Referring expression data
□ □ □ □
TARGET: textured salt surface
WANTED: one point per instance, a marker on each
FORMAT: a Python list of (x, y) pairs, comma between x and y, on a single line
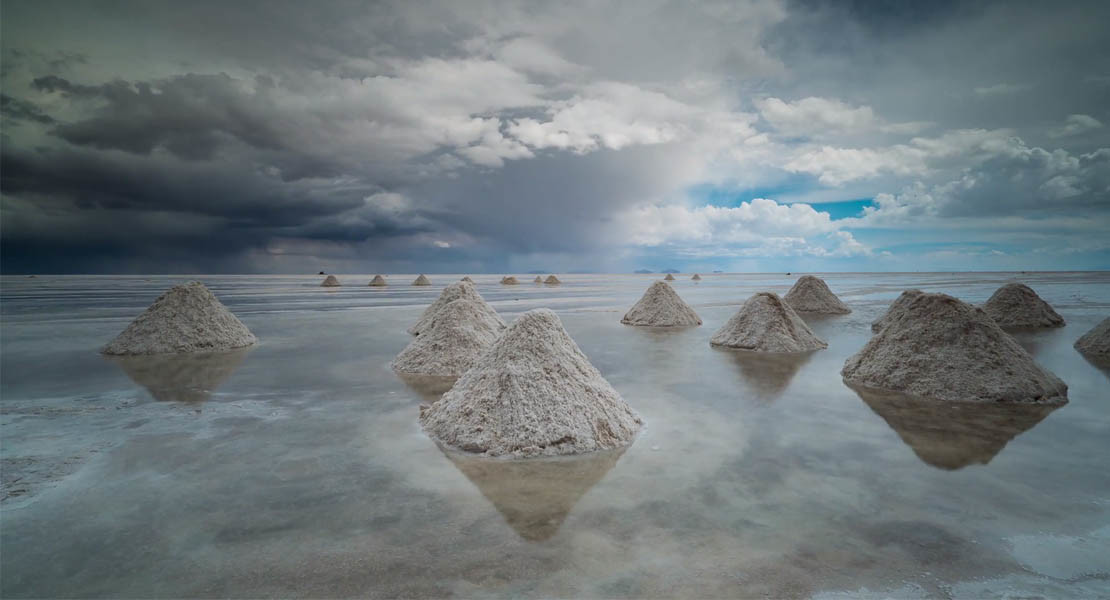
[(185, 318), (453, 292), (1096, 343), (895, 309), (942, 348), (534, 393), (661, 307), (452, 343), (765, 323), (811, 295), (1016, 305)]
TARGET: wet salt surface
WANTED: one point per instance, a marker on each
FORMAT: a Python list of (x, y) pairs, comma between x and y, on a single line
[(300, 468)]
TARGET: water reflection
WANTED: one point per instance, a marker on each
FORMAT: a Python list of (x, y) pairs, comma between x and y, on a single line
[(181, 377), (535, 495), (767, 374), (954, 435)]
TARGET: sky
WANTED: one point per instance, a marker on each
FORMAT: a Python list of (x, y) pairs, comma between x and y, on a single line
[(504, 136)]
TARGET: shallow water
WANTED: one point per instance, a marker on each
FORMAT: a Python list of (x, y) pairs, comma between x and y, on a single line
[(299, 468)]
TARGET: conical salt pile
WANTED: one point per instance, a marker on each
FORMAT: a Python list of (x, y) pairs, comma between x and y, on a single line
[(661, 307), (942, 348), (534, 393), (1096, 343), (185, 318), (453, 292), (811, 295), (455, 337), (1016, 305), (896, 308), (765, 323)]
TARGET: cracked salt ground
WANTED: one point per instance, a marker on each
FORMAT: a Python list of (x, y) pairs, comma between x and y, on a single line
[(306, 473)]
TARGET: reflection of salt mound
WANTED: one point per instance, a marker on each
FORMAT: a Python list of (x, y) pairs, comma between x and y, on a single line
[(533, 393), (661, 307), (183, 319), (811, 295), (451, 344), (453, 292), (1096, 343), (895, 309), (942, 348), (765, 323), (954, 435), (535, 496), (182, 377), (1016, 305)]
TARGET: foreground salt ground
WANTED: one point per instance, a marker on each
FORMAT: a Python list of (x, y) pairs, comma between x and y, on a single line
[(807, 490)]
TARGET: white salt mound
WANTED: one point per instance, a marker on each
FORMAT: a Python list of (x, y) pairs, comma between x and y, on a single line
[(661, 307), (765, 323), (811, 295), (1016, 305), (185, 318), (453, 292), (1096, 343), (534, 393), (454, 339), (895, 309), (941, 348)]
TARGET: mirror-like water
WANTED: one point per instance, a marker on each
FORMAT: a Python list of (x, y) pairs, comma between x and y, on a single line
[(298, 468)]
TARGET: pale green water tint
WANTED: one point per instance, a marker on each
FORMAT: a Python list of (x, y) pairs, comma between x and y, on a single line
[(299, 468)]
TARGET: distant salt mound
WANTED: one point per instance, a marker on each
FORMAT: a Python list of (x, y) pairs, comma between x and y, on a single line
[(187, 318), (811, 295), (1017, 306), (941, 348), (534, 393), (765, 323), (454, 339), (896, 308), (453, 292), (1096, 343), (661, 307)]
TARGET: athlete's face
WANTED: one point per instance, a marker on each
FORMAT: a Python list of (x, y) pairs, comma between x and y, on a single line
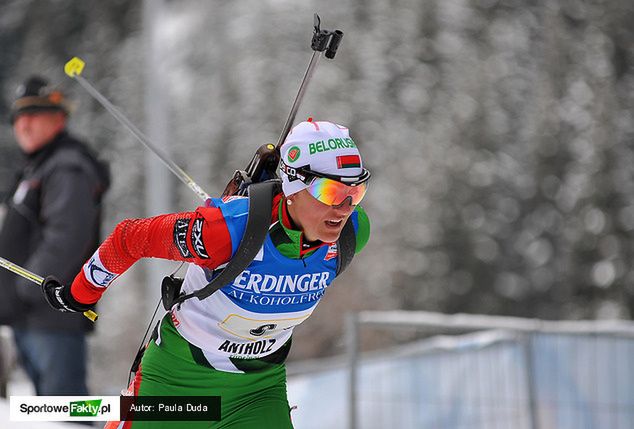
[(34, 130), (317, 220)]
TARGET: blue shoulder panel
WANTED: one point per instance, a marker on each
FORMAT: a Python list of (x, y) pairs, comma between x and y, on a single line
[(235, 212)]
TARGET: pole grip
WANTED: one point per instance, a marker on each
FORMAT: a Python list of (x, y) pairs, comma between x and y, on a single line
[(335, 40)]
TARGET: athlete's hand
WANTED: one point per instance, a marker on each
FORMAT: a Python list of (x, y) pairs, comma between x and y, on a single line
[(59, 297)]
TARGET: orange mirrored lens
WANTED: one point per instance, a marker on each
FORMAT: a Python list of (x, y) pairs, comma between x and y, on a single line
[(334, 193)]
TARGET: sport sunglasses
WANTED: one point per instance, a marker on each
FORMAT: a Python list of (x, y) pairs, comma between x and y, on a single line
[(329, 189)]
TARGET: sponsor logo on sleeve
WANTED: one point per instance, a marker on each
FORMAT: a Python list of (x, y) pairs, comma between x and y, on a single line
[(180, 237), (197, 239), (97, 274)]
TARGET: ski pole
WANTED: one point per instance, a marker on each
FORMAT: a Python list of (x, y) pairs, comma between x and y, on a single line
[(73, 68), (23, 272), (323, 41)]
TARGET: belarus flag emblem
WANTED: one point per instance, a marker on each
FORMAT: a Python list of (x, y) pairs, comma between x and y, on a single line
[(349, 161)]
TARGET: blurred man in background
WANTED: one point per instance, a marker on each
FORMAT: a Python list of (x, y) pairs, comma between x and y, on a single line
[(51, 226)]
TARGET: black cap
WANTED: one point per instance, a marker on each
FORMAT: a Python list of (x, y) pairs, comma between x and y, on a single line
[(36, 95)]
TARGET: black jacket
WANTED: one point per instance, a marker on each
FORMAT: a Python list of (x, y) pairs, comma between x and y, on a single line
[(51, 227)]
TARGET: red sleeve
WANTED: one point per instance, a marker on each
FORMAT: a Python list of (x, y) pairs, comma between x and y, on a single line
[(200, 237)]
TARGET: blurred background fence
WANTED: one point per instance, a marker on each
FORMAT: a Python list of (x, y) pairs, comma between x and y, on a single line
[(473, 372)]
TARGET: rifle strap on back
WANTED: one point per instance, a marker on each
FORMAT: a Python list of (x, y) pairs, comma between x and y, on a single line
[(258, 222), (346, 246)]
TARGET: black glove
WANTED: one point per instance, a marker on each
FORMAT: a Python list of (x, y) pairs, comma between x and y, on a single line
[(59, 297)]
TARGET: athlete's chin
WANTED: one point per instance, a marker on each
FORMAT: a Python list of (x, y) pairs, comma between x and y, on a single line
[(330, 236)]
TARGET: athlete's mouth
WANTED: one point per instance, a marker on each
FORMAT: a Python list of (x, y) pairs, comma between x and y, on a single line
[(334, 223)]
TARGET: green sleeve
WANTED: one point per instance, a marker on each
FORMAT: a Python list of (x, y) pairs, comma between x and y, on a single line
[(363, 230)]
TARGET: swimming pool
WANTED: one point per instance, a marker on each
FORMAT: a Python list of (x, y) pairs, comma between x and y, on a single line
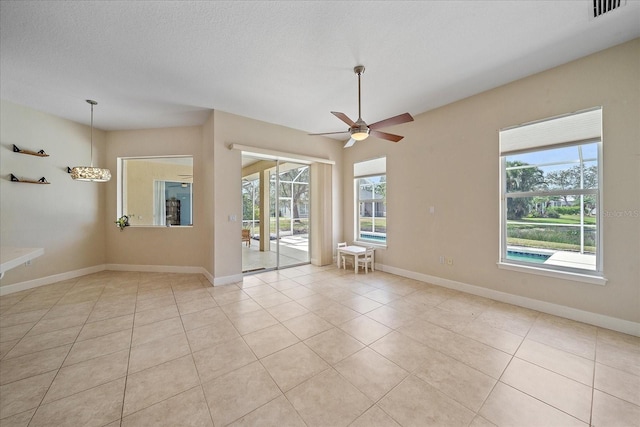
[(527, 256)]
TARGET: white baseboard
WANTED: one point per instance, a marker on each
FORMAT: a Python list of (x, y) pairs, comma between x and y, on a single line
[(42, 281), (607, 322), (162, 269)]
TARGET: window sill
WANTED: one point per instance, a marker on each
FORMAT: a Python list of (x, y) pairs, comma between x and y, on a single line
[(566, 275), (372, 244)]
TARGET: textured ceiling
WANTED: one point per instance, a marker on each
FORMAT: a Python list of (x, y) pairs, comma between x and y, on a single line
[(163, 63)]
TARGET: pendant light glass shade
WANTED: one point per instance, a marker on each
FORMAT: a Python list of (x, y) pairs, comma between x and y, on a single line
[(90, 173)]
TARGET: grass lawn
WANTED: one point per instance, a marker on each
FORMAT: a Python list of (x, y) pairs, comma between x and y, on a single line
[(564, 219), (540, 244)]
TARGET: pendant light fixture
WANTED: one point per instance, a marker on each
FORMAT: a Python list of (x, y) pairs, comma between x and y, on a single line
[(90, 173)]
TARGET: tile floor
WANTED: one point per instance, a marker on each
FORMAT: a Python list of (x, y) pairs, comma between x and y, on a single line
[(305, 346)]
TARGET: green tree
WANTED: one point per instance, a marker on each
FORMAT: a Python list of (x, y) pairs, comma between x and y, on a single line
[(521, 177)]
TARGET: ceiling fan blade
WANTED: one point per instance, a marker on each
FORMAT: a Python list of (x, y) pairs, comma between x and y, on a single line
[(344, 118), (328, 133), (396, 120), (384, 135), (349, 143)]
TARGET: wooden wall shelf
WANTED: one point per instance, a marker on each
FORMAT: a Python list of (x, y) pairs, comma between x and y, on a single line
[(42, 180), (40, 153)]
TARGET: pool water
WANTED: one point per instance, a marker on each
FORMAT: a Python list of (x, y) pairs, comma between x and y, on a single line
[(527, 257)]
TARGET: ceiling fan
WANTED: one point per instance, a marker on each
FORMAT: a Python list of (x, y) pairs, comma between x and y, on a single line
[(359, 130)]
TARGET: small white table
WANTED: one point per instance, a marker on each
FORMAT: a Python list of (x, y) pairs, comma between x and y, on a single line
[(354, 251), (11, 257)]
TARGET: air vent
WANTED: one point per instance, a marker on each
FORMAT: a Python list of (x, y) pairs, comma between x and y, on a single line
[(602, 7)]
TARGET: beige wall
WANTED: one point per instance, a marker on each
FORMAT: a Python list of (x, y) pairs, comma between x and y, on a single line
[(158, 246), (65, 217), (449, 160)]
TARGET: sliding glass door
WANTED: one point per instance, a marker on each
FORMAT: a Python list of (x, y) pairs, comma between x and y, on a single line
[(276, 214), (292, 211)]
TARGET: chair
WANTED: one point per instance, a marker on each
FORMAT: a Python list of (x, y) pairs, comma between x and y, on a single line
[(246, 236), (343, 256), (367, 260)]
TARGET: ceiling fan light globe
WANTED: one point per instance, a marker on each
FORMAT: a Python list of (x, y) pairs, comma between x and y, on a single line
[(360, 132), (90, 173), (360, 136)]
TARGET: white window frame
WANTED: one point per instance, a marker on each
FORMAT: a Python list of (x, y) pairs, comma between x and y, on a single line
[(363, 170), (575, 129)]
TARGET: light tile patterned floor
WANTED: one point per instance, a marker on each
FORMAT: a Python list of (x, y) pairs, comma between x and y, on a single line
[(306, 346)]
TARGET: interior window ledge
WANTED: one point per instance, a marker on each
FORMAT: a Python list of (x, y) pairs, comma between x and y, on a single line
[(566, 275), (372, 244)]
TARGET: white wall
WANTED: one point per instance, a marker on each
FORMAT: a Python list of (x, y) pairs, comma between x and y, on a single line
[(65, 217), (449, 160)]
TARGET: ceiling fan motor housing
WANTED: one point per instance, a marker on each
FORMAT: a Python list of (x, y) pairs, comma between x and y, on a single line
[(360, 131)]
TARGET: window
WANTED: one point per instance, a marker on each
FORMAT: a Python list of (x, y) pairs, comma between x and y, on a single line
[(156, 191), (371, 200), (551, 190)]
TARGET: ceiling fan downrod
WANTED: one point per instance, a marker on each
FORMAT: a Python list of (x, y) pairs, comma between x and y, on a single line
[(359, 70)]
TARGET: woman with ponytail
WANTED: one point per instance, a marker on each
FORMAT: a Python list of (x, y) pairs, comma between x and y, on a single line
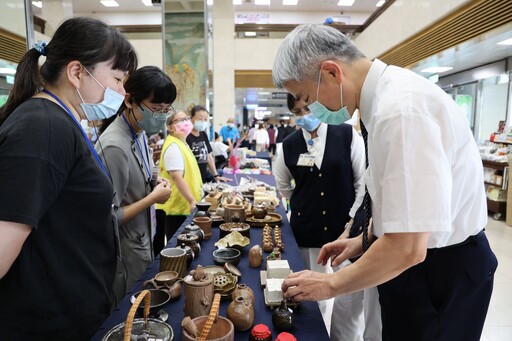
[(57, 232)]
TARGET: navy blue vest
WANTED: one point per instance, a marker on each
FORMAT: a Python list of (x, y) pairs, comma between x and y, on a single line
[(322, 198)]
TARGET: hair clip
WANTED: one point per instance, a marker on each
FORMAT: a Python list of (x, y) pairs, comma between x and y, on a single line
[(40, 46)]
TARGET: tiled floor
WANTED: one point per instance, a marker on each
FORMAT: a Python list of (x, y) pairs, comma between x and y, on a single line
[(498, 325)]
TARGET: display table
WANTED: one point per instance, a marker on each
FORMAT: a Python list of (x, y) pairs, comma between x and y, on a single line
[(309, 324), (263, 156)]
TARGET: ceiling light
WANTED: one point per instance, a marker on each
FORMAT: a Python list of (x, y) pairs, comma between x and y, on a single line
[(7, 71), (109, 3), (437, 69), (346, 2), (506, 42)]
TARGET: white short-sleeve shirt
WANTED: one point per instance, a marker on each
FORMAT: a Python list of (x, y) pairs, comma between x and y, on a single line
[(425, 173)]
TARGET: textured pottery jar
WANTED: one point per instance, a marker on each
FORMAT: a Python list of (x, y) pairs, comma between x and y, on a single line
[(202, 209), (259, 211), (241, 313), (194, 229), (244, 291), (260, 332), (190, 254), (198, 296), (205, 223), (255, 256), (190, 240), (283, 318)]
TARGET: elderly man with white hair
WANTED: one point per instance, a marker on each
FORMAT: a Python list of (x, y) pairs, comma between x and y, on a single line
[(428, 253)]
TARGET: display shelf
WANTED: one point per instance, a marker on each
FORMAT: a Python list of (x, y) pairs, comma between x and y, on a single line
[(499, 208)]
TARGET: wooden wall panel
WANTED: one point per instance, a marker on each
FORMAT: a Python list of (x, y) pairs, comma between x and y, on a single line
[(470, 21)]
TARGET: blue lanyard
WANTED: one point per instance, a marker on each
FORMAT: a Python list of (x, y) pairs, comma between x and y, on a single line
[(134, 136), (93, 151)]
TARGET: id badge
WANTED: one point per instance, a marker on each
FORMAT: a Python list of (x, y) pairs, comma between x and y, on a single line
[(306, 160), (152, 210)]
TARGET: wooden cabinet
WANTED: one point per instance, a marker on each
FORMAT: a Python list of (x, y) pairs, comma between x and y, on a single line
[(497, 187)]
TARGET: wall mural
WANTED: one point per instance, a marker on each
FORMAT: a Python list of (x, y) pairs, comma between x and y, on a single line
[(185, 57)]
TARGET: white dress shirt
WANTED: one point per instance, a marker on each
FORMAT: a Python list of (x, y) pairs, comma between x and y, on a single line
[(425, 173), (284, 179)]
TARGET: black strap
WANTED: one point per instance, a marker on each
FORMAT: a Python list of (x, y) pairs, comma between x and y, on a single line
[(367, 202)]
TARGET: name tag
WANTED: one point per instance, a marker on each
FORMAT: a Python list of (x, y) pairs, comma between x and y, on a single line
[(306, 160)]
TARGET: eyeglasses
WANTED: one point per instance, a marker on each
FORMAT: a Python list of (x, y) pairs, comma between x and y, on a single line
[(156, 113), (184, 119)]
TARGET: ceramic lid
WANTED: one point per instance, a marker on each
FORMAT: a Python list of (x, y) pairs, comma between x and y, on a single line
[(232, 269), (155, 329)]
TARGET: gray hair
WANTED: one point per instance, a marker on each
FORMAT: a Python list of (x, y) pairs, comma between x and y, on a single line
[(306, 47)]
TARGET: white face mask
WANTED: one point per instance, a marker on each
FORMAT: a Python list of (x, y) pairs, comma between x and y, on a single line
[(325, 115), (108, 107)]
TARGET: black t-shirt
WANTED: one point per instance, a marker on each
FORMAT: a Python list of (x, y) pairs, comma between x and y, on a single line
[(201, 148), (60, 285)]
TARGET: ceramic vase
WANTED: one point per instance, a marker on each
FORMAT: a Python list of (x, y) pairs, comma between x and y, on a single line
[(241, 313)]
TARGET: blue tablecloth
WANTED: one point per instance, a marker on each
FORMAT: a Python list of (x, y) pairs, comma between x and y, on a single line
[(262, 155), (309, 323)]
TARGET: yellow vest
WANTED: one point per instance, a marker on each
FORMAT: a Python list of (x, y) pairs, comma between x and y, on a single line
[(177, 204)]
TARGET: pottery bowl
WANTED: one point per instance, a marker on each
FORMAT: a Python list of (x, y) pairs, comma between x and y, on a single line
[(233, 240), (158, 299), (166, 277), (227, 228), (227, 255)]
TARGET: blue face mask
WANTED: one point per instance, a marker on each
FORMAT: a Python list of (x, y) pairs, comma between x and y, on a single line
[(308, 122), (201, 125), (150, 123), (112, 100), (325, 115)]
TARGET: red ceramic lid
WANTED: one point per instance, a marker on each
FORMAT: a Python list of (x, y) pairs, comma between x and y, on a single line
[(284, 336), (260, 330)]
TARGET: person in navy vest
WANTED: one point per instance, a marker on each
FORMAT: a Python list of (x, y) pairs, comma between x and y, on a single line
[(327, 164)]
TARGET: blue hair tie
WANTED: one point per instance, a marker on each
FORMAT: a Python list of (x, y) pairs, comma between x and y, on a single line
[(40, 46)]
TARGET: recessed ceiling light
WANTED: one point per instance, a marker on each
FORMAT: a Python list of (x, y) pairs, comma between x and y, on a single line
[(506, 42), (346, 2), (7, 71), (437, 69), (109, 3)]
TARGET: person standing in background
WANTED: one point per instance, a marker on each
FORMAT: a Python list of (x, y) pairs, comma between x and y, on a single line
[(432, 261), (200, 146), (57, 230), (149, 95), (261, 138), (178, 165), (272, 135), (250, 137), (229, 133)]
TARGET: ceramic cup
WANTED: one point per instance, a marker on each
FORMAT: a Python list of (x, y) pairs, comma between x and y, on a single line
[(174, 259), (205, 223)]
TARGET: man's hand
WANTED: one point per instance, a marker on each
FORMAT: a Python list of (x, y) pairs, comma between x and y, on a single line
[(307, 286)]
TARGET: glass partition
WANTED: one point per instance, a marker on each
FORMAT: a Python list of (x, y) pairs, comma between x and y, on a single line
[(492, 105)]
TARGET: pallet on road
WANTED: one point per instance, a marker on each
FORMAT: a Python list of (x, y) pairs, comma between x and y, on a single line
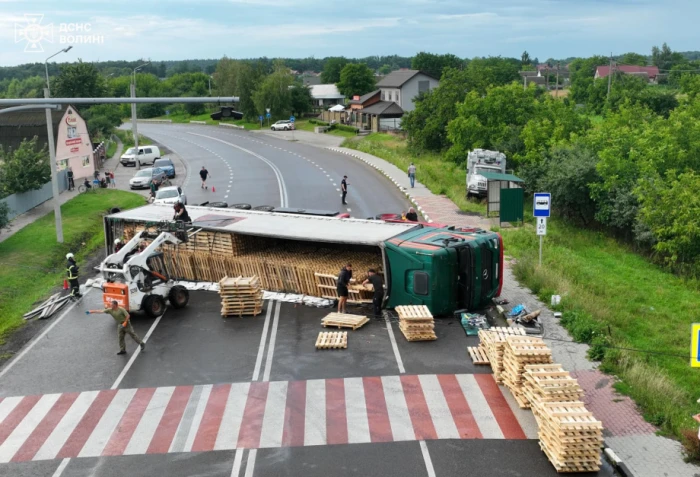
[(332, 340), (344, 320)]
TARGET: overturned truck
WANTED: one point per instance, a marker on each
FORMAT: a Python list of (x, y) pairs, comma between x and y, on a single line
[(443, 267)]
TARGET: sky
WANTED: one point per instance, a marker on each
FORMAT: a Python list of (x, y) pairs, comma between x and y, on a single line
[(101, 30)]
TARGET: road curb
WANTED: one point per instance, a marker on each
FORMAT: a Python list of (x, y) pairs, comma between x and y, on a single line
[(398, 186)]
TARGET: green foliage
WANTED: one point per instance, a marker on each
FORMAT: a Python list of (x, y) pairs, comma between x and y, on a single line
[(435, 65), (356, 79), (332, 68), (23, 169)]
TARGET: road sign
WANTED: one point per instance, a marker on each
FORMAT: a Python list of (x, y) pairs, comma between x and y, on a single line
[(695, 345), (542, 204), (541, 225)]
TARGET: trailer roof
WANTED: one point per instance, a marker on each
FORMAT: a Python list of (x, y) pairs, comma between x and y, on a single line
[(273, 224)]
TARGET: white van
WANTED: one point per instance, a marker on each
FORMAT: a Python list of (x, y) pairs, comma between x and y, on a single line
[(146, 155)]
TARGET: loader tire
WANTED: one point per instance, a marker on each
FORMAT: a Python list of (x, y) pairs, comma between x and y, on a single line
[(178, 297), (154, 305)]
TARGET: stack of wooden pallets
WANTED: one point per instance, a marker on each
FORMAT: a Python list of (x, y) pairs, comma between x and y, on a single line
[(493, 341), (570, 436), (416, 322), (240, 296), (519, 352)]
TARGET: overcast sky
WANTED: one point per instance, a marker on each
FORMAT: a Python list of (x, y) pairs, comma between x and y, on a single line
[(186, 29)]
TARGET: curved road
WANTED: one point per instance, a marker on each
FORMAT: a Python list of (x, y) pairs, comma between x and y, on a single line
[(257, 169)]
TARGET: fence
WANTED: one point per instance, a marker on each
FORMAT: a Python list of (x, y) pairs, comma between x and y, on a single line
[(21, 203)]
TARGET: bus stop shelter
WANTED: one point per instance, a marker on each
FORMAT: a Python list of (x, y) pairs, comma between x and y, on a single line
[(505, 196)]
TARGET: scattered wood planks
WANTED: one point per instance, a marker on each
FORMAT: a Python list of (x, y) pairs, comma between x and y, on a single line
[(332, 340), (48, 308), (344, 320), (416, 322), (240, 296), (478, 355)]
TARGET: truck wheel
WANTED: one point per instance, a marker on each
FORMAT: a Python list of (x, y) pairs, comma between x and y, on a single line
[(178, 297), (154, 305)]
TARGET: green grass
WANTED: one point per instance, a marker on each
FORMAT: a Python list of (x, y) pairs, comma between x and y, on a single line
[(615, 298), (440, 176), (32, 263)]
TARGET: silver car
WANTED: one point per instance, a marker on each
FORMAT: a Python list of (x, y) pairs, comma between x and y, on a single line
[(142, 179)]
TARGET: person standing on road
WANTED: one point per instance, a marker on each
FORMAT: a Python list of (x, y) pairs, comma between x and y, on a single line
[(72, 275), (412, 174), (203, 174), (342, 286), (344, 188), (71, 183), (378, 286), (123, 319)]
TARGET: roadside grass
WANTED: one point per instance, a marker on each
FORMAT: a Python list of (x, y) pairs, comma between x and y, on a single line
[(32, 263), (439, 175), (614, 298)]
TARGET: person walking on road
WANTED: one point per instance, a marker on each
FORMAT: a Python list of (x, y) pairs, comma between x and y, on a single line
[(203, 174), (412, 174), (72, 275), (344, 188), (71, 183), (378, 286), (123, 319), (342, 286)]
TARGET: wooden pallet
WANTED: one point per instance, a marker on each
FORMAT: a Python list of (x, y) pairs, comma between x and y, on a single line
[(344, 320), (478, 355), (332, 340)]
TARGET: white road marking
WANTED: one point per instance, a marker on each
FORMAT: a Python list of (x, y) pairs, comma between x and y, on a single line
[(28, 348)]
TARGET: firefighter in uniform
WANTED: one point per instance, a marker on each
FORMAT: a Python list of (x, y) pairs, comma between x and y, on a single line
[(72, 275)]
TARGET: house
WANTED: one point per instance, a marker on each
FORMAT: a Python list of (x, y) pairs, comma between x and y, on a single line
[(325, 95), (651, 73)]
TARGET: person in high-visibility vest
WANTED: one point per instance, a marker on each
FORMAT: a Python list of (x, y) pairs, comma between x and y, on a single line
[(72, 275)]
□ □ □ □
- _TASK ITEM_: Find each line in the data above with the word "navy", then copy it.

- _SOLUTION TO THIS EXERCISE_:
TARGET: navy blue vest
TARGET: person in navy vest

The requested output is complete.